======== Given passage ========

New Orleans – Slidell

What Is There To Do In New Orleans?

About New Orleans

New Orleans is known for its Festivals (including the annual Mardi Gras), cuisine, music (particularly as the birthplace of jazz), architecture, and multicultural heritage. The city is often referred to as the “most unique” city in America.

New Orleans has many major attractions:

  • World-renowned French Quarter (which includes Bourbon Street)
  • Uptown New Orleans (including St Charles Ave and Magazine St)
  • FANTASTIC dining
  • City tours
  • World famous festivals
  • Mardi Gras!
  • New Orleans Aquarium
  • Audubon Zoo

The French Quarter (known locally as “the Quarter” or Vieux Carré), which dates from the French and Spanish eras and is bounded by the Mississippi River, Rampart Street, Canal Street, and Esplanade Avenue, contains many popular hotels, bars, and nightclubs. Notable tourist attractions in the Quarter include Bourbon Street, Jackson Square, St. Louis Cathedral, the French Market (including Café du Monde, famous for café au lait and beignets), and Preservation Hall. To tour the port, one can ride the Natchez, an authentic steamboat with a calliope which cruises the Mississippi the length of the city twice daily. The city’s many beautiful cemeteries and their distinct above-ground tombs are often attractions in themselves, the oldest and most famous of which, Saint Louis Cemetery, greatly resembles Père Lachaise in Paris.

========

**Actions to take:**
1: Please reproduce the New Orleans page word for word, starting at "About New Orleans" and ending at "and Magazine St)".
2: Answer these questions from the New Orleans page:
(a) The page calls the city the birthplace of which kind of music?
(b) How often does the Natchez cruise the Mississippi?
(c) Which cemetery in Paris does Saint Louis Cemetery resemble?

======== Provided data ========

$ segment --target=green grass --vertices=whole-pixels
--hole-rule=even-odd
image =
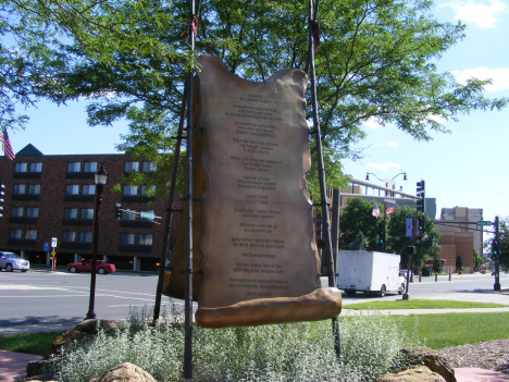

========

**Outputs for the tasks:**
1:
About New Orleans

New Orleans is known for its Festivals (including the annual Mardi Gras), cuisine, music (particularly as the birthplace of jazz), architecture, and multicultural heritage. The city is often referred to as the “most unique” city in America.

New Orleans has many major attractions:

  • World-renowned French Quarter (which includes Bourbon Street)
  • Uptown New Orleans (including St Charles Ave and Magazine St)

2:
(a) Jazz
(b) Twice daily
(c) Père Lachaise